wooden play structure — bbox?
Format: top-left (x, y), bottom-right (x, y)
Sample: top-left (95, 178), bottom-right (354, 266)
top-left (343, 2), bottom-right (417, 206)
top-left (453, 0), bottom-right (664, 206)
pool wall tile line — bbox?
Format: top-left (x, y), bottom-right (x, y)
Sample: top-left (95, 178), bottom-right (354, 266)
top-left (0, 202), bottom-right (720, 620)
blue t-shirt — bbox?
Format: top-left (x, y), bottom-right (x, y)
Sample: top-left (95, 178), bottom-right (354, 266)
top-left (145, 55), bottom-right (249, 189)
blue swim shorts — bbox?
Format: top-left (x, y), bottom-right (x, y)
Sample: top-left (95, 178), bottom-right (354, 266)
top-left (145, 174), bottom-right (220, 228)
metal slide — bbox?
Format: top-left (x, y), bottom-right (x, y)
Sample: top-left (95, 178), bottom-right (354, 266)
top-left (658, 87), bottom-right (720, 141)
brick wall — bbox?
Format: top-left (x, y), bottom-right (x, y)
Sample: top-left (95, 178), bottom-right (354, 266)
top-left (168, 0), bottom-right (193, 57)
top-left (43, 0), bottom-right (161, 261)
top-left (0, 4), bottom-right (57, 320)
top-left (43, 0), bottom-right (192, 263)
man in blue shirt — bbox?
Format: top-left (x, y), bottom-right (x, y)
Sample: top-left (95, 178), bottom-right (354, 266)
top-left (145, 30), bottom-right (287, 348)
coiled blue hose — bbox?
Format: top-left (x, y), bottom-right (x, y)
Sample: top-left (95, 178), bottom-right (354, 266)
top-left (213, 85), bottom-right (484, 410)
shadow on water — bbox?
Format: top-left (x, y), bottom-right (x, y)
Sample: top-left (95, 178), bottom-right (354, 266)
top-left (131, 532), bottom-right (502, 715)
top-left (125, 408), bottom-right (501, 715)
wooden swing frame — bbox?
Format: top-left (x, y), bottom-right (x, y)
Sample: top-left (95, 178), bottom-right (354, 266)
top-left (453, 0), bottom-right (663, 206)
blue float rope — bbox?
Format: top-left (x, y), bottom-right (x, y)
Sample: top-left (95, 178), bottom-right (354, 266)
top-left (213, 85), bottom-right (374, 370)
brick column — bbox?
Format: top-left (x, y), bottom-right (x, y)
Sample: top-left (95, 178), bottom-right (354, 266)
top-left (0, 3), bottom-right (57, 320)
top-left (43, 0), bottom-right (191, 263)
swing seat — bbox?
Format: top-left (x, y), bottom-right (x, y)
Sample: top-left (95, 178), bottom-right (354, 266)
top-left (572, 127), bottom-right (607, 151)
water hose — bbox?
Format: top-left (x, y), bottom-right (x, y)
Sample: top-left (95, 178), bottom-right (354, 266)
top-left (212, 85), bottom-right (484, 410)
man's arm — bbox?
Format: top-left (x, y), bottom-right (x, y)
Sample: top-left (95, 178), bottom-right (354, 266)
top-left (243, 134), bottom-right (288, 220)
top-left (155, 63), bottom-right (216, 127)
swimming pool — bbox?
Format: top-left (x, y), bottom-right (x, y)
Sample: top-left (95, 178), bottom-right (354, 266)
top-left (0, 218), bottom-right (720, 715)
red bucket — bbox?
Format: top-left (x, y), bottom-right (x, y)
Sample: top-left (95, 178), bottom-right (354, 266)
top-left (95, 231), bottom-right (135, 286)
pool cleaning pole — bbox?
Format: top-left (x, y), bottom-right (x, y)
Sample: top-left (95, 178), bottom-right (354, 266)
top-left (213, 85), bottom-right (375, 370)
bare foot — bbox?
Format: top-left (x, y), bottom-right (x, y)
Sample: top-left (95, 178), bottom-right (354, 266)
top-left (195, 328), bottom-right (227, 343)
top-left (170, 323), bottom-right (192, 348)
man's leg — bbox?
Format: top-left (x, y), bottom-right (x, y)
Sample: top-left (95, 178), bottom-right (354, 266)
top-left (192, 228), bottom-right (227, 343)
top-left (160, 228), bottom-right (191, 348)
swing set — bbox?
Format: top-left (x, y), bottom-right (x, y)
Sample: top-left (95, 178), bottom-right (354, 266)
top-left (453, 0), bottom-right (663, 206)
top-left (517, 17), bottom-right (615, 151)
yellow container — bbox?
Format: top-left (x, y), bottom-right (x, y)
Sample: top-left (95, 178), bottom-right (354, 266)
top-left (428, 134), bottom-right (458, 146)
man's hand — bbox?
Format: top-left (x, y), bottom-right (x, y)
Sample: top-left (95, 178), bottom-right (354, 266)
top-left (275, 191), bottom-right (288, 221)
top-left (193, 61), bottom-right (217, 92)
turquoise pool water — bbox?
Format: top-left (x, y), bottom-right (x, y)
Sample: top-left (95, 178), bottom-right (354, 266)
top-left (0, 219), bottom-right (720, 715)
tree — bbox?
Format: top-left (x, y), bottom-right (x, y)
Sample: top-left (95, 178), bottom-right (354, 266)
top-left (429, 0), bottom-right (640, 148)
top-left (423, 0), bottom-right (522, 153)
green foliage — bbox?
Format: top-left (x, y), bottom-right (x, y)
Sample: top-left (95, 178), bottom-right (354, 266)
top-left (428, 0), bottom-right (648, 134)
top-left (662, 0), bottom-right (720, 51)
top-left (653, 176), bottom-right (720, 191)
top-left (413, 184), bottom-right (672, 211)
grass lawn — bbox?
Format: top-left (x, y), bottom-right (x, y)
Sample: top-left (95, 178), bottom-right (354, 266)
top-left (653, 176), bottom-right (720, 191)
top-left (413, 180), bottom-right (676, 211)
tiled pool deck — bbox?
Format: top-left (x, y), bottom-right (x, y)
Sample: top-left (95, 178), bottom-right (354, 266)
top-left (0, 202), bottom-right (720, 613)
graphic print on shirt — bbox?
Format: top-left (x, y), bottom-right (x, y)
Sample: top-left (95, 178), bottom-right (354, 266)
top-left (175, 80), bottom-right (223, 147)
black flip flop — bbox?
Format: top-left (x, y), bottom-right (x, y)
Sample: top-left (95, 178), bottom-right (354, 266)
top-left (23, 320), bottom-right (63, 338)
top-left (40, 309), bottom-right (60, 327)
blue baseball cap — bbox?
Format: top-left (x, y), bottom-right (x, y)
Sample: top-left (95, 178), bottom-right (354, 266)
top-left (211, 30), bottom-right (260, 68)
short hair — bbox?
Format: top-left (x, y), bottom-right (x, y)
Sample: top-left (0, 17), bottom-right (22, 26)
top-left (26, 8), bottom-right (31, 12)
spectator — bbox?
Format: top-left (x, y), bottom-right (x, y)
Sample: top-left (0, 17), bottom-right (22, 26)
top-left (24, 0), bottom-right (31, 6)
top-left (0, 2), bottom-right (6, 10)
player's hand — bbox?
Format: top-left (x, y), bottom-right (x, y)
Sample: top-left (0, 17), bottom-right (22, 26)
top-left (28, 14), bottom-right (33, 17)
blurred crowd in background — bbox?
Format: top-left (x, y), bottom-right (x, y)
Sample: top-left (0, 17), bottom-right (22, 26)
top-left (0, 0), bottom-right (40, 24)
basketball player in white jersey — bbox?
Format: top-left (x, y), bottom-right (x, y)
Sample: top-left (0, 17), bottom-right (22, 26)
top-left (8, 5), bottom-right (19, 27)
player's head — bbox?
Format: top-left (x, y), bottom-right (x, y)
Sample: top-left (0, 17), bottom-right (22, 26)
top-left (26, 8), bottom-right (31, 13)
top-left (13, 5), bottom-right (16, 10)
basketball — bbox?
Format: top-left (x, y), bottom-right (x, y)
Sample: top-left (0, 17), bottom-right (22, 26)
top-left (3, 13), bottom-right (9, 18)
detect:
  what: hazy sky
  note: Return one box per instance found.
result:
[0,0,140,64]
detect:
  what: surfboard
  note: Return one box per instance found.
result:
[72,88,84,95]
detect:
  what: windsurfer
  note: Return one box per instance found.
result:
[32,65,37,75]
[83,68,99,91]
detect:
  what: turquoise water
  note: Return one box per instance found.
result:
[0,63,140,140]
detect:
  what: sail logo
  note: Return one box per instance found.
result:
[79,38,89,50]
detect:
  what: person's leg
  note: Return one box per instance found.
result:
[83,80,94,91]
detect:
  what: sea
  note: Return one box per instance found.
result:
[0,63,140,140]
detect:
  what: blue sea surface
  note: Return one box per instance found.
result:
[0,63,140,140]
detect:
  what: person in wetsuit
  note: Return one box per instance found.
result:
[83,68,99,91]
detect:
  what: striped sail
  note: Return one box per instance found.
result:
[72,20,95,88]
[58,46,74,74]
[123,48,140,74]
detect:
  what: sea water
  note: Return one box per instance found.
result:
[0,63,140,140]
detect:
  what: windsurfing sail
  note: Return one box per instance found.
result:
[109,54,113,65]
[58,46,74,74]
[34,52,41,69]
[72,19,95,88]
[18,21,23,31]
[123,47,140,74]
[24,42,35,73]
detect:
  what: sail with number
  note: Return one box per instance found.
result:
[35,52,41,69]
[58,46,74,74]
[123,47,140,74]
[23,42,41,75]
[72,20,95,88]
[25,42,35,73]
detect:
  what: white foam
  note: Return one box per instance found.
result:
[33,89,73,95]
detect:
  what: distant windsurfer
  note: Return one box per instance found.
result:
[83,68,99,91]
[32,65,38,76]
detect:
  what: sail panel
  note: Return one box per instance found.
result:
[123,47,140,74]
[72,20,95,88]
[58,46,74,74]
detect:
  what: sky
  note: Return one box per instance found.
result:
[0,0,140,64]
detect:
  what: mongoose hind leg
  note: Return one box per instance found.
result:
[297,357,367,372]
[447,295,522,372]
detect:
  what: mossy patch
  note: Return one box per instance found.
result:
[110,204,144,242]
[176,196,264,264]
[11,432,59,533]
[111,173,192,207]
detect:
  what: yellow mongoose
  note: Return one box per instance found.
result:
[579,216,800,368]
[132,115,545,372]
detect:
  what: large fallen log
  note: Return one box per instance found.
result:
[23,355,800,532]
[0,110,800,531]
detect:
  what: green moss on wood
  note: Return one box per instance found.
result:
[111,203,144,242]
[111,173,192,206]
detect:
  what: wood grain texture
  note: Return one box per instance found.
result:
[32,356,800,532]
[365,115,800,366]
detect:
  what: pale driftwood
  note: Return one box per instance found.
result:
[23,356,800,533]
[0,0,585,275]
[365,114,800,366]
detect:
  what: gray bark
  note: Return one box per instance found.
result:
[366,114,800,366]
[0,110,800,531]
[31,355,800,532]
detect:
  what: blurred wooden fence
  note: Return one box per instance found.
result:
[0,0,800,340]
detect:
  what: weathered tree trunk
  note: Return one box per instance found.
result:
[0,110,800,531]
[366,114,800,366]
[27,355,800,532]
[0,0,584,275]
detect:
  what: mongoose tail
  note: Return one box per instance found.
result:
══════
* The task *
Starting with the row that contains "pool cleaning pole — bbox?", repeat the rows word for word, and stop after the row that contains "top-left (170, 323), bottom-right (192, 348)".

* Output for this task *
pool cleaning pole — bbox?
Format: top-left (x, y), bottom-right (x, y)
Sample: top-left (95, 178), bottom-right (354, 266)
top-left (213, 85), bottom-right (375, 370)
bare foot — bbox?
Format: top-left (x, y), bottom-right (x, y)
Sample: top-left (95, 178), bottom-right (354, 266)
top-left (195, 328), bottom-right (227, 343)
top-left (170, 323), bottom-right (192, 348)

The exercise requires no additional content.